» **Set exercise**: Find the line containing "like [[268, 42]].", then output it and every line after it through the end of the listing below, exactly as written.

Records from a point labeling set:
:::::
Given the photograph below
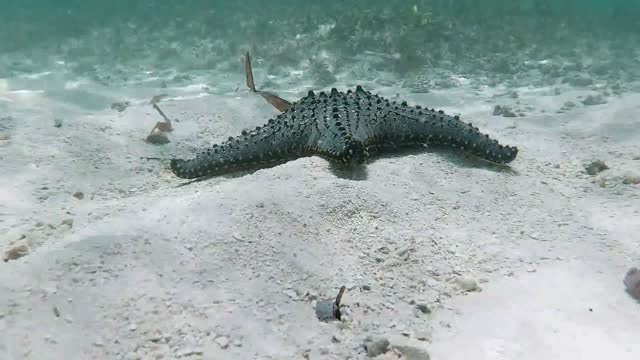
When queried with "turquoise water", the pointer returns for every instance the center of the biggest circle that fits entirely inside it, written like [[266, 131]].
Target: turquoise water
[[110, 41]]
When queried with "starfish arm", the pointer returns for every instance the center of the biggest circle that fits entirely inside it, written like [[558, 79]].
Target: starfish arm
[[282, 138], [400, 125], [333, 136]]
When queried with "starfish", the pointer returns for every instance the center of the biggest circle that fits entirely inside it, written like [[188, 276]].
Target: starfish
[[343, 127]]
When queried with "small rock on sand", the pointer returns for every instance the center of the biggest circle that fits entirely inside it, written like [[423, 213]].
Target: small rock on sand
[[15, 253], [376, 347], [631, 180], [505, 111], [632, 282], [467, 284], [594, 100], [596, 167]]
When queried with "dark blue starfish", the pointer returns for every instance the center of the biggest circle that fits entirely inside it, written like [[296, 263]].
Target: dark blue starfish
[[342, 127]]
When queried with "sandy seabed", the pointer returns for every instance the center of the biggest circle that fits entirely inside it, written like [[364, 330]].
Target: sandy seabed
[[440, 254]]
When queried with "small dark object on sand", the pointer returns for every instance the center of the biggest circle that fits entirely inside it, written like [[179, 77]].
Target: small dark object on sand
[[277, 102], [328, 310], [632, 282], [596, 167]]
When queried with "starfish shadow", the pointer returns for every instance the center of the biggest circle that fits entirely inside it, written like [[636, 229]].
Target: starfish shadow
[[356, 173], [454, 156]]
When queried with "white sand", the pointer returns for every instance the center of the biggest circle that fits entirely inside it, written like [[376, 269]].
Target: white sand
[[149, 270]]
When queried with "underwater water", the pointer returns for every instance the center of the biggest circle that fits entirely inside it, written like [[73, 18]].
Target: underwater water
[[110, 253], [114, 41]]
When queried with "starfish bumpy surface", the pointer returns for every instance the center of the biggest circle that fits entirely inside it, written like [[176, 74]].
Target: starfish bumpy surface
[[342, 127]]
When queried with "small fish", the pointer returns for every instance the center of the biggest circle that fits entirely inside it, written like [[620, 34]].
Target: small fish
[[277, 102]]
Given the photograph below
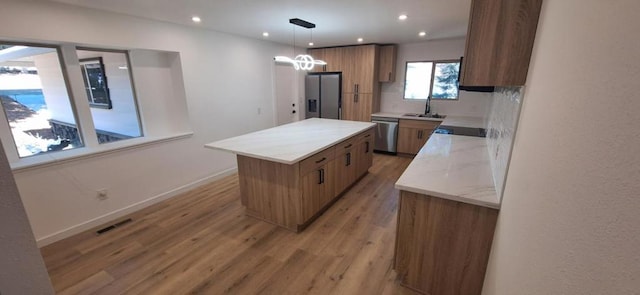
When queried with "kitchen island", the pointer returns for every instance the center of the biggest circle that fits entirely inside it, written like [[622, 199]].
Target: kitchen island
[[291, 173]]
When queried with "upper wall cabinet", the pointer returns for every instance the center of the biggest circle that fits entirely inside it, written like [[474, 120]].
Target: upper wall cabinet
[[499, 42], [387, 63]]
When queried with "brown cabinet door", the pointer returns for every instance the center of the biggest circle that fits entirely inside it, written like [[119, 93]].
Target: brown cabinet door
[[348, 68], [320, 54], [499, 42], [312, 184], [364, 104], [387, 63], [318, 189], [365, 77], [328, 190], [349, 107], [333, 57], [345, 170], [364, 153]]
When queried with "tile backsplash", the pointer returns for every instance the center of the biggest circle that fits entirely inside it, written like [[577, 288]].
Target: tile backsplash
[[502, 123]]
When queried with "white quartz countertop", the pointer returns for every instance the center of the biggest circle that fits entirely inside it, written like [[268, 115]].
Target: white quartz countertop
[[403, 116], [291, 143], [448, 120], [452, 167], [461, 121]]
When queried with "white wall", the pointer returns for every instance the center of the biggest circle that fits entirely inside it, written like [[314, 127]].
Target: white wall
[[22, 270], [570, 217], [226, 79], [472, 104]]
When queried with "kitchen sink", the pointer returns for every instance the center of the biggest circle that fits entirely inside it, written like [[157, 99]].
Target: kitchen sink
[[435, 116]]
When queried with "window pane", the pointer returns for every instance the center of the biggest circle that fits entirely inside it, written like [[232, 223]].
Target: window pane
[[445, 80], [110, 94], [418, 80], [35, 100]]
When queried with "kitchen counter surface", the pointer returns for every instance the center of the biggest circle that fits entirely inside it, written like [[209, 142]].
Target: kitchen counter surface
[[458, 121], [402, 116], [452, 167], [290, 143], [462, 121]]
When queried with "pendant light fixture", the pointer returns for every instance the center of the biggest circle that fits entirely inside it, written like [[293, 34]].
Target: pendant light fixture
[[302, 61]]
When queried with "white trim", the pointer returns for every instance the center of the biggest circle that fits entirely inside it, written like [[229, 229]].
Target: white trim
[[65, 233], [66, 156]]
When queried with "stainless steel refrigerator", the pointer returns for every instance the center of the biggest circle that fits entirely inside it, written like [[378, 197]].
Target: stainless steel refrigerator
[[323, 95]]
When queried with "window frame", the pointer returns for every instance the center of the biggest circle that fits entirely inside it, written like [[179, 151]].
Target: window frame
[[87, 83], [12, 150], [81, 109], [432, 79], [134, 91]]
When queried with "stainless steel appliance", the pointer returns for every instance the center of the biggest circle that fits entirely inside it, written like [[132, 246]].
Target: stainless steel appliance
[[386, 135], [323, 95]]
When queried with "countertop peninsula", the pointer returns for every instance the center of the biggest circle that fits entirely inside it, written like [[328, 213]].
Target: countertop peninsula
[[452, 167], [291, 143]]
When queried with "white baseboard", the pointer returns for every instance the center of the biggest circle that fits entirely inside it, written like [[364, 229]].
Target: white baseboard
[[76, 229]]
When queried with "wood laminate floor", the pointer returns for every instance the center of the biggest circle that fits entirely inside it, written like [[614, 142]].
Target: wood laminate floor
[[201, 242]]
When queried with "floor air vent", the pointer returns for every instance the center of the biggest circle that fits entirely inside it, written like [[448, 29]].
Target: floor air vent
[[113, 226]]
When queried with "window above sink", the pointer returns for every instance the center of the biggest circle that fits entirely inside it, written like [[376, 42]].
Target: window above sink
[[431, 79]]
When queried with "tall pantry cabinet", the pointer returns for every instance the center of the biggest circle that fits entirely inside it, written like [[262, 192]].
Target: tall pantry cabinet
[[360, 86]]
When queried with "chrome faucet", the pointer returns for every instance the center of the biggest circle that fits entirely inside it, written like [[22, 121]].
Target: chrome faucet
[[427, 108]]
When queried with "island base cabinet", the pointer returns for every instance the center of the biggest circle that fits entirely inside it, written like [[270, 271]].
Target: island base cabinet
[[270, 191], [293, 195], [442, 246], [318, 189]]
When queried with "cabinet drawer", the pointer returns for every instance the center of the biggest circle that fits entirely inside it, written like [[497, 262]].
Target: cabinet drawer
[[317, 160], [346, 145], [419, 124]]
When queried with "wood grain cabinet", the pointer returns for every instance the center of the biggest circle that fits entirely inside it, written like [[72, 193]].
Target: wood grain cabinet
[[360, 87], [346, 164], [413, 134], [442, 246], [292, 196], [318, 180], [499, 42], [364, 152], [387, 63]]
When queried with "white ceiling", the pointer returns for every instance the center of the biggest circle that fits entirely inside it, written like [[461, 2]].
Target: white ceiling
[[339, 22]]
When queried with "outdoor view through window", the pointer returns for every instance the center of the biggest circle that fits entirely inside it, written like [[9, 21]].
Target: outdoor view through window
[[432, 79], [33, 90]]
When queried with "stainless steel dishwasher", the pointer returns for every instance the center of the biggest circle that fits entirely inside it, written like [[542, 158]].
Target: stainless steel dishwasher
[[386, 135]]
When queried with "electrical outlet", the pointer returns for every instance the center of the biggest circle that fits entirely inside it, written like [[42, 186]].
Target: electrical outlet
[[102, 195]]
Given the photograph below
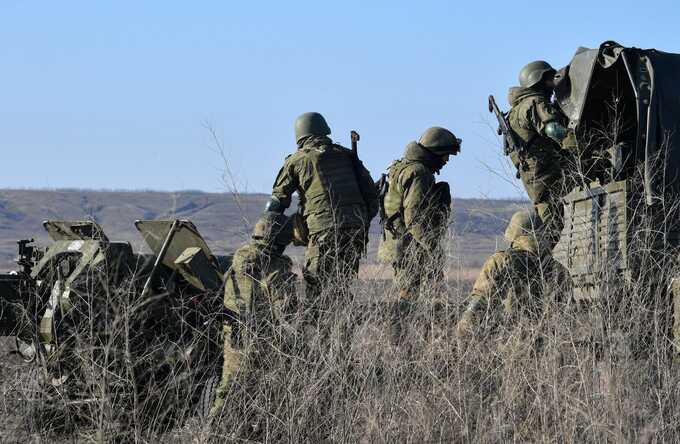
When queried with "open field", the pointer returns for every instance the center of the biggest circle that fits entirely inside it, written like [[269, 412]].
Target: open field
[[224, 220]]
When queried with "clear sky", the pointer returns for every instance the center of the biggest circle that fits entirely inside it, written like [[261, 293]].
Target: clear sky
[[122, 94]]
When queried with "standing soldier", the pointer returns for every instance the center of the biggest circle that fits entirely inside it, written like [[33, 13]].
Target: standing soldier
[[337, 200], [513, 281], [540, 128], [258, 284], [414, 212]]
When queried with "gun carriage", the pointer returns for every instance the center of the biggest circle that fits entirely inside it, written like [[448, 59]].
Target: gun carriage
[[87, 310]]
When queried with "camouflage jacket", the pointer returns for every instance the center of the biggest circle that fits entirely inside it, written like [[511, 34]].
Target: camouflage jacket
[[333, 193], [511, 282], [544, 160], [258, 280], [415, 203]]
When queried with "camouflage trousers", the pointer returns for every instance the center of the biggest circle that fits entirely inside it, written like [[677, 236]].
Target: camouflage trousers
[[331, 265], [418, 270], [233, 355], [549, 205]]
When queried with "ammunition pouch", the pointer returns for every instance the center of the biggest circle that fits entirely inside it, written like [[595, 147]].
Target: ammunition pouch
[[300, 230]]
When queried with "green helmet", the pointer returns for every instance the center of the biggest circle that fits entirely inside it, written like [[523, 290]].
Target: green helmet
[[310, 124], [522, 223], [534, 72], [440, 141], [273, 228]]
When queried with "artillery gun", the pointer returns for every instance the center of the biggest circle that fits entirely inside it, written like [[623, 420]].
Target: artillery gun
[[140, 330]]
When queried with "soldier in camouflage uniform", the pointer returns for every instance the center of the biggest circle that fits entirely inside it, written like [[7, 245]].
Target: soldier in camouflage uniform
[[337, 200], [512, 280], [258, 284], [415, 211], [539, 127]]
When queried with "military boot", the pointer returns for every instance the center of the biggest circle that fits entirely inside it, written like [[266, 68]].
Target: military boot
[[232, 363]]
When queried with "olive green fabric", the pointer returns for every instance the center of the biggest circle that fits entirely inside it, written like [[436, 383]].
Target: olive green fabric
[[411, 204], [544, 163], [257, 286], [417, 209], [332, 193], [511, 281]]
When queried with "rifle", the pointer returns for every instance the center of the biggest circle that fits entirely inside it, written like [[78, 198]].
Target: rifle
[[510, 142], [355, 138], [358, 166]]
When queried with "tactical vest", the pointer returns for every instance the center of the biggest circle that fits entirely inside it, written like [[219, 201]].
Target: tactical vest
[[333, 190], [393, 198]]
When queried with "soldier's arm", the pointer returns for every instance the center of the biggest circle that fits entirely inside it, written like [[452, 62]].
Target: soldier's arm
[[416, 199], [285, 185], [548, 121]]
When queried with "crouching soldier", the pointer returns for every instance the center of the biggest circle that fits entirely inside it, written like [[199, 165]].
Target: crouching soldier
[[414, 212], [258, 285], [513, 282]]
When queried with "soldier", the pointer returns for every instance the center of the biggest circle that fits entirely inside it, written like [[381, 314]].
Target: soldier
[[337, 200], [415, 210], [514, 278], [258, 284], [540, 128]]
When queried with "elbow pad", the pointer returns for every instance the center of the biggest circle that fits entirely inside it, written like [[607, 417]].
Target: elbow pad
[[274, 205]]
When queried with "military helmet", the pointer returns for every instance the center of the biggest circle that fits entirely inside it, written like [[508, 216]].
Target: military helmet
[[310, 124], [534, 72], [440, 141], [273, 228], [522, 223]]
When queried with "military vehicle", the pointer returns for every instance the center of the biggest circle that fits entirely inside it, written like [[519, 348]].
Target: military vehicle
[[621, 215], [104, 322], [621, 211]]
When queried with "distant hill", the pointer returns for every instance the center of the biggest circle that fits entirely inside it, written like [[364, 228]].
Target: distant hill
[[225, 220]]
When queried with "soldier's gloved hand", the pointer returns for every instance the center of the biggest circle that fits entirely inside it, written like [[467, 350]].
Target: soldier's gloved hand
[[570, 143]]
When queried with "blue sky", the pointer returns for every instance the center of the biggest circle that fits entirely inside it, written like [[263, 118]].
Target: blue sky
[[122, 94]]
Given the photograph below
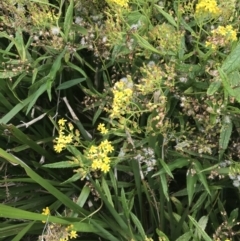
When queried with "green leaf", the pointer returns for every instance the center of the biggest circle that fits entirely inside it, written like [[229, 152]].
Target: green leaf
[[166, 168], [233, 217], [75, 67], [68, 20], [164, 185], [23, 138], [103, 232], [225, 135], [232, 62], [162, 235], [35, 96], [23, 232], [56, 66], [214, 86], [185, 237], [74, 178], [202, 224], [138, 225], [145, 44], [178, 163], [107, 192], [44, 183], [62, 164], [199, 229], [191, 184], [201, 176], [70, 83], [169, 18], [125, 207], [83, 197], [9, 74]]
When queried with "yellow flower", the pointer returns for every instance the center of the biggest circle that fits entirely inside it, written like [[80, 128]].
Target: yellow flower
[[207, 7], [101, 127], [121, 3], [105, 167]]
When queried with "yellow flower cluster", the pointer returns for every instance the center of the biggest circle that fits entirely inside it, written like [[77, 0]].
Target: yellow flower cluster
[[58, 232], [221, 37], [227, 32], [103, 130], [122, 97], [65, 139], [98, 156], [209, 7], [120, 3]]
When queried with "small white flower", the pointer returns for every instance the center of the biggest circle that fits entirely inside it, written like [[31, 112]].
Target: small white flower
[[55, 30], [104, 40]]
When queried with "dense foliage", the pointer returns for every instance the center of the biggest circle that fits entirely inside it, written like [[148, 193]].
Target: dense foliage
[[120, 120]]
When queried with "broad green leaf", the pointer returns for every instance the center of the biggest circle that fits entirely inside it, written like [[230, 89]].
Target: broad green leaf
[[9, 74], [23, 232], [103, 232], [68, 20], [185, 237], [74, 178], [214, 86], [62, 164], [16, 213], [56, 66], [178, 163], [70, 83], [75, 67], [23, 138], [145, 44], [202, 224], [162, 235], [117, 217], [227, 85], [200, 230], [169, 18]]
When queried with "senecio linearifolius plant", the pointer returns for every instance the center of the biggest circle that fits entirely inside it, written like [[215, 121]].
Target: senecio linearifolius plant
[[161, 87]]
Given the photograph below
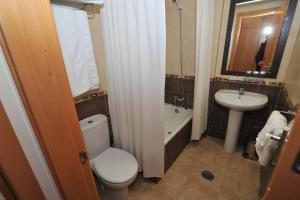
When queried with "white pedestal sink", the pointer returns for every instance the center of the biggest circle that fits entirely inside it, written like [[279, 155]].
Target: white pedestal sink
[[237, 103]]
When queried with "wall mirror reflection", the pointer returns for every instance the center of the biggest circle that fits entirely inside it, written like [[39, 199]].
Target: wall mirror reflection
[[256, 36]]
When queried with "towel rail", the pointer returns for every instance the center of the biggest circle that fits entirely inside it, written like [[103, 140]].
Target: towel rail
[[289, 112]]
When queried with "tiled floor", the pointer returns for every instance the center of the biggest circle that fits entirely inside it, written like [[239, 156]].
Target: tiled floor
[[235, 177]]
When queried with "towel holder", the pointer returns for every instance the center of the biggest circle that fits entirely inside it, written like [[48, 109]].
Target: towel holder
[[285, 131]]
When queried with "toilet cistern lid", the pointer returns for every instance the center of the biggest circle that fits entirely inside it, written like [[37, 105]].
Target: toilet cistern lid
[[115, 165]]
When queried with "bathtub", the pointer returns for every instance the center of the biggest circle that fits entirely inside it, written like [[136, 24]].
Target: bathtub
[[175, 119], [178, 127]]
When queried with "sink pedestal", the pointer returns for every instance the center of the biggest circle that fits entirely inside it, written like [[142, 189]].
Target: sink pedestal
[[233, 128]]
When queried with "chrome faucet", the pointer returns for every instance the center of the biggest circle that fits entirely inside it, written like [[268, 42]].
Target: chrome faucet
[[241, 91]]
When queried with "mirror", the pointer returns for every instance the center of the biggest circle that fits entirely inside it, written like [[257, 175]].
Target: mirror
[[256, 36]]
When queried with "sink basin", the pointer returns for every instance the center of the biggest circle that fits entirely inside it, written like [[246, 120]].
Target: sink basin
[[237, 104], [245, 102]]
:::::
» **Output below**:
When queried with "chrome faucet", the pointer returns for every instance the center of the biggest circle that fits entirely inside it, written like [[268, 42]].
Target: chrome faucet
[[241, 91]]
When queried with "mirror", the pointer returns for every instance the center of the biggest circle that fits entirely inside it, written like [[257, 175]].
Target: mirror
[[256, 36]]
When queried with "sink basin", the pointer returns for every instance the center of the biggest circle that fits entirely inside it, written like [[246, 120]].
Target: sink basin
[[237, 104], [245, 102]]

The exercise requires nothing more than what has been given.